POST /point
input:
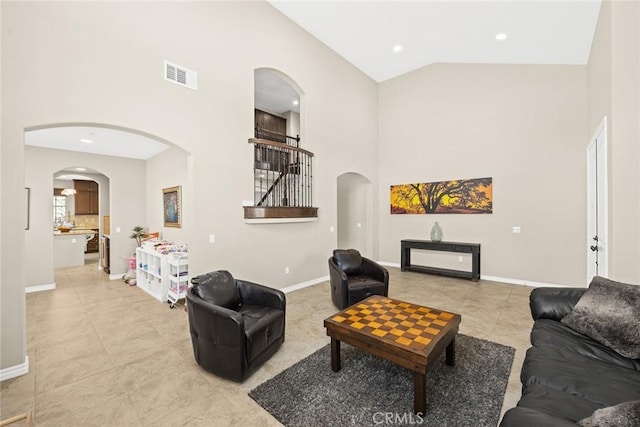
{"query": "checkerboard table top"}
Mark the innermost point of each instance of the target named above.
(408, 325)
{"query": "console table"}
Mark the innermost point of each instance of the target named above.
(471, 248)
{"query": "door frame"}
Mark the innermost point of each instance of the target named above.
(598, 201)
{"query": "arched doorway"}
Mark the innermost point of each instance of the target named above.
(133, 178)
(355, 207)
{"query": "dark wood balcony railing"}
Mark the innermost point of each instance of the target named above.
(277, 137)
(282, 179)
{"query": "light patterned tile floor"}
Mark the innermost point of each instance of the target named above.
(103, 353)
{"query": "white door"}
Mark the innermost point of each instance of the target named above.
(597, 202)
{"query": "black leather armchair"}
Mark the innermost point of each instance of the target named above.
(354, 278)
(235, 325)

= What to do =
Every record above should be written out again without change, except that the pictures are left out.

= Final answer =
POST /point
input:
{"query": "checkerboard table top"}
Mark the innermost point of each instance of the target named above.
(408, 325)
{"query": "console table"}
Mark the innermost point of each instance of the target named above.
(471, 248)
{"query": "door frame"}
Mark the innermost point of each instance of the target named above.
(598, 201)
{"query": "arched doorway"}
Mark the innermost point of each instance of the target named above.
(133, 178)
(355, 207)
{"query": "dark wood balcony railing"}
Mark the innermost point of each instance of the target named above.
(277, 137)
(282, 179)
{"query": "light patterned tile floor"}
Mark the innermost point of each instance of the target named above.
(103, 353)
{"query": "white door"}
Mark the innermost point of each instance of the target named above.
(597, 202)
{"query": "black leather armchair"}
Mark the innermost point of each instance of the target named above.
(354, 278)
(235, 325)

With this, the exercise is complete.